Aim -
Which lines of the records contain the string "long"? Extract each of them in full, treating uppercase and lowercase as different.
+++ The data
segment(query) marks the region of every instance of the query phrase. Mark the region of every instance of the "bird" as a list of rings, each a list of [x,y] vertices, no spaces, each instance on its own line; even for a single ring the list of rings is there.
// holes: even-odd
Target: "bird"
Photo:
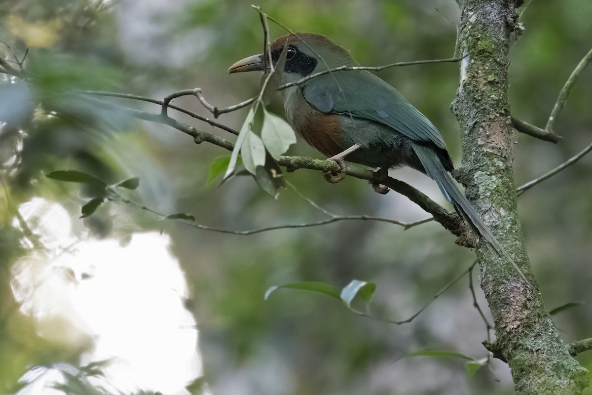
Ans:
[[[269,52],[239,60],[228,72],[269,71],[272,65],[283,64],[280,83],[291,85],[281,91],[285,117],[310,145],[342,170],[346,159],[371,168],[407,166],[427,175],[458,214],[528,282],[453,181],[452,160],[439,131],[398,91],[366,70],[327,72],[359,65],[321,34],[281,37],[271,44]]]

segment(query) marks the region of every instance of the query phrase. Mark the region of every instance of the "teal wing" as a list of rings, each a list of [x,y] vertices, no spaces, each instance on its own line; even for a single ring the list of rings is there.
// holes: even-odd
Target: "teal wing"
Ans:
[[[444,139],[429,120],[399,92],[367,71],[340,71],[311,80],[304,98],[323,113],[371,120],[418,143],[433,143],[446,149]]]

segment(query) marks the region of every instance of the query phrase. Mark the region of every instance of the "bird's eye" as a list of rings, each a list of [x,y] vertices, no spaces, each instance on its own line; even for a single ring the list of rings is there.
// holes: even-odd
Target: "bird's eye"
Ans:
[[[286,53],[286,60],[289,60],[296,54],[296,49],[290,46],[288,47],[287,53]]]

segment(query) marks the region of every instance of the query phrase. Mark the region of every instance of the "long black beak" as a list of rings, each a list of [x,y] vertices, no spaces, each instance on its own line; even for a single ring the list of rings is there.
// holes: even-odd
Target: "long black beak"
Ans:
[[[268,66],[269,68],[269,66]],[[239,60],[228,69],[229,74],[242,73],[244,71],[263,71],[265,65],[263,60],[263,54],[253,55]]]

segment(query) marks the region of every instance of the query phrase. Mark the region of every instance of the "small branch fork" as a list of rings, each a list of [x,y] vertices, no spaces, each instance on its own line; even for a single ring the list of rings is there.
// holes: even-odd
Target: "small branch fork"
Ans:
++++++
Result for this task -
segment(query) marks the region of every instance of the query phrase. Mark the region of every instance of the "long black beak" as a list of rings, each a list of [x,y] vertices, no spaces, each instance on its own line; even for a single ring the list of rings is there.
Target: "long black beak"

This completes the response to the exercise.